>>>>>

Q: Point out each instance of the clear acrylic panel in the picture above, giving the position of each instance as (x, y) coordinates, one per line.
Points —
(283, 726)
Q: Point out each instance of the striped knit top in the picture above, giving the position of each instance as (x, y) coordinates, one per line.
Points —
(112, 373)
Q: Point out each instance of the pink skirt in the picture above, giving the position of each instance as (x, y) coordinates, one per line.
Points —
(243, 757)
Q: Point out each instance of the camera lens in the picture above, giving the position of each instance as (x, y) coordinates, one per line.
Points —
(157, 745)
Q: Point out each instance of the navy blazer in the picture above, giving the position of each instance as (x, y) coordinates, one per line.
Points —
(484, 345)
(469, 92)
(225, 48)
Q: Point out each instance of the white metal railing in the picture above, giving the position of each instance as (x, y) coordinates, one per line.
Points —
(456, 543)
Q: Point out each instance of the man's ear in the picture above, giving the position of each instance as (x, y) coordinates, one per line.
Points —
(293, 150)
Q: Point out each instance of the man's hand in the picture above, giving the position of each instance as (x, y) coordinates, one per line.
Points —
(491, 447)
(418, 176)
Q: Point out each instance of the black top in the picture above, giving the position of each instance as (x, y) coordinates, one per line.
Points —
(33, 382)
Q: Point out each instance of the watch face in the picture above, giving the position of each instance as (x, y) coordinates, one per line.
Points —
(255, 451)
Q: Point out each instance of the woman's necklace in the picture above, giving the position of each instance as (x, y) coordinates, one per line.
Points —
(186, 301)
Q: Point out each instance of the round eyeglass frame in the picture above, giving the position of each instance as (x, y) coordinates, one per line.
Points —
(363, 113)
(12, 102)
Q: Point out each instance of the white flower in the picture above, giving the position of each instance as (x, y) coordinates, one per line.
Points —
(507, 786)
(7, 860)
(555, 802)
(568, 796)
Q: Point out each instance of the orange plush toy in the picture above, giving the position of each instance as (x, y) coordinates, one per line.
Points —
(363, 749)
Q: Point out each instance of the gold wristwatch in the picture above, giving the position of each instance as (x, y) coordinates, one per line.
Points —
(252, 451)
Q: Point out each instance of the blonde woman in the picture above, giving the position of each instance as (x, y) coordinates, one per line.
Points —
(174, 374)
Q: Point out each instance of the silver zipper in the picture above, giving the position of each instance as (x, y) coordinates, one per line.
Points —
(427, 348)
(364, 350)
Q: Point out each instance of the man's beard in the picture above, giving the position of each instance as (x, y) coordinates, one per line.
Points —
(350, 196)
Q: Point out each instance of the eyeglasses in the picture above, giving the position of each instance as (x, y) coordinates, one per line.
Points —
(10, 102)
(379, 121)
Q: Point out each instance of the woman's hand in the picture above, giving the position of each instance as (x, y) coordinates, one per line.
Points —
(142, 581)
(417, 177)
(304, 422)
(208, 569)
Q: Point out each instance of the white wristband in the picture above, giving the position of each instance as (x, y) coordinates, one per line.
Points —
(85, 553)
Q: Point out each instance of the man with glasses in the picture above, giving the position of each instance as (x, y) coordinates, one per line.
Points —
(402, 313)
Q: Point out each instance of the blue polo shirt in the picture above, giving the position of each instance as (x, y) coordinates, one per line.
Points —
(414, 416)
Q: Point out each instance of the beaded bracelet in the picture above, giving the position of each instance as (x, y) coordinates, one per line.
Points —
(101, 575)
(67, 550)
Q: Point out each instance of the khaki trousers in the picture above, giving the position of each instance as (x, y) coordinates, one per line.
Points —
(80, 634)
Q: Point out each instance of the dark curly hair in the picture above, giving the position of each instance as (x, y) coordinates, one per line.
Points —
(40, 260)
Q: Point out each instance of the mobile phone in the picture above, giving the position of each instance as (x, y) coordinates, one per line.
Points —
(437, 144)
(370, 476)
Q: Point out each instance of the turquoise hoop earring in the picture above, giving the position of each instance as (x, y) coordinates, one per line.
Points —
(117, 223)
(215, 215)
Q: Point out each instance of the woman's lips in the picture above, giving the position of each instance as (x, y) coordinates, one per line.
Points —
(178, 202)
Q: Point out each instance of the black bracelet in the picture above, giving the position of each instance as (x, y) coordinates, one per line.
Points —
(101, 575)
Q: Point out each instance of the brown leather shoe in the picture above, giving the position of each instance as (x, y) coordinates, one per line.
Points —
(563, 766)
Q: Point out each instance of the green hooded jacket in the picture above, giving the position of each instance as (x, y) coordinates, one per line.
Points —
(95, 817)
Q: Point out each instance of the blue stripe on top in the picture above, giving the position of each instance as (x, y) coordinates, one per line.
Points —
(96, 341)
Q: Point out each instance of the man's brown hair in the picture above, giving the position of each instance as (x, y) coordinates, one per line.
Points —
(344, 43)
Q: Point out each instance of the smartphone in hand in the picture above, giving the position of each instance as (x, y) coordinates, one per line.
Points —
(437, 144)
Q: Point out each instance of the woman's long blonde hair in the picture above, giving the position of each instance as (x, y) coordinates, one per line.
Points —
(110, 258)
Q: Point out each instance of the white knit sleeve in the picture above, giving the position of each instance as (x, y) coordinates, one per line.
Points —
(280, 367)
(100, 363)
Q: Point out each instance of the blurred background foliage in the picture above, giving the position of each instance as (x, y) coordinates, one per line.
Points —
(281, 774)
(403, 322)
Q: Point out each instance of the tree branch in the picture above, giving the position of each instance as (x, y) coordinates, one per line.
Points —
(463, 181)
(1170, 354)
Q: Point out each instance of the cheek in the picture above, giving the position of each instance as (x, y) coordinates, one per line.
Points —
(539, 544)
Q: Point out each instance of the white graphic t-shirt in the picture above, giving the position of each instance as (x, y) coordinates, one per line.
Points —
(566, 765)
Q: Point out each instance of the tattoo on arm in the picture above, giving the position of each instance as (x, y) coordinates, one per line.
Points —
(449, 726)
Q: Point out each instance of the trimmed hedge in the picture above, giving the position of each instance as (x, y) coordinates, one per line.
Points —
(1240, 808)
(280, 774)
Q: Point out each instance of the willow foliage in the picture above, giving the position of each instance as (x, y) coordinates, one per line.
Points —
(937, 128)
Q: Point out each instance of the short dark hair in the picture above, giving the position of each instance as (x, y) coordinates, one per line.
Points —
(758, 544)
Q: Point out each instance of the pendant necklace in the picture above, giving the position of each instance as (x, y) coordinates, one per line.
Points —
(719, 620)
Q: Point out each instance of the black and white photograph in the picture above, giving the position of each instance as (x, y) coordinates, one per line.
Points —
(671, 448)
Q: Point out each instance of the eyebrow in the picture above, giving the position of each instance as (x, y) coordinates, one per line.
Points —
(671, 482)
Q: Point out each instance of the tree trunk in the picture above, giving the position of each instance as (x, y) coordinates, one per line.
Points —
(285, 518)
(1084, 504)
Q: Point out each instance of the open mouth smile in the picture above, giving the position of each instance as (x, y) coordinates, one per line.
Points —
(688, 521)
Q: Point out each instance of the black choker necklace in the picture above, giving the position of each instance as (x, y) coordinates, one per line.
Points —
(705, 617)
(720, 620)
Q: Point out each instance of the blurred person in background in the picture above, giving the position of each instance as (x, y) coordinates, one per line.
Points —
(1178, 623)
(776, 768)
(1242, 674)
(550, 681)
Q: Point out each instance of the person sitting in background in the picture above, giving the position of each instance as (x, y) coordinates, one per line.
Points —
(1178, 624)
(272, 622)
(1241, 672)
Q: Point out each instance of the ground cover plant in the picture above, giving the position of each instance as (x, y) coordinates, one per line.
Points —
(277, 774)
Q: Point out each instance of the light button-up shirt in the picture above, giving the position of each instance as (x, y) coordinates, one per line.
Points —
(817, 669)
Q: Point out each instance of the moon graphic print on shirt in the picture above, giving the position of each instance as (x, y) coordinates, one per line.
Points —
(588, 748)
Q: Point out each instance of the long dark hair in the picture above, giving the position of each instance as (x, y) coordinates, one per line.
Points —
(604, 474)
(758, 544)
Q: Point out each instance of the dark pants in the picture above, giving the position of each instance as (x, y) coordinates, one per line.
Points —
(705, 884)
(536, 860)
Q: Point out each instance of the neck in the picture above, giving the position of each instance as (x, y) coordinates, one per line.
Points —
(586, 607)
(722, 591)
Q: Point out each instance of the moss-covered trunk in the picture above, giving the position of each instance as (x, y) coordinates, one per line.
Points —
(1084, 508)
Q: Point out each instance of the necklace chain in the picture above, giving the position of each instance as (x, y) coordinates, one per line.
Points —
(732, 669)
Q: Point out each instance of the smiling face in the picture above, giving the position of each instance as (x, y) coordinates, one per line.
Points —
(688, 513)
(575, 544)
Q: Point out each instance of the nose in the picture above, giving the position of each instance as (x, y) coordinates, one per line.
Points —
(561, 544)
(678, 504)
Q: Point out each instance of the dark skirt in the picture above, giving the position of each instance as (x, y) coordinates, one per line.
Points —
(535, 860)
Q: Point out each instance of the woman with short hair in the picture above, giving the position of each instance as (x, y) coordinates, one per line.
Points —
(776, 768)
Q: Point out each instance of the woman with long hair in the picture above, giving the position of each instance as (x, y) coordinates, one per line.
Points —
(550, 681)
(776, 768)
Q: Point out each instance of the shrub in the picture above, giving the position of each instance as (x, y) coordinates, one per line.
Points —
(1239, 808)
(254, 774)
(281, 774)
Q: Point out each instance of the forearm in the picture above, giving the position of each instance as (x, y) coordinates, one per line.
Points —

<<<<<

■ Work item:
In the listing above, find the line with "Q: Point out each instance of the black and" and the line with "Q: Point out each instance of the tree trunk"; set down exactly those two lines and every line between them, nothing more.

■ Result:
Q: Point out each instance of the black and white photograph in the picture above, giving the position of each instance as (x, y) coordinates, one per line.
Points —
(671, 448)
Q: Point out each instance of the eyebrow in the picture above, giving the position of each instance as (x, y) coordinates, one per line.
Points —
(671, 482)
Q: Point out each instance of the tree trunk in the picture above, giving the position of each instance as (x, y) coordinates, one per line.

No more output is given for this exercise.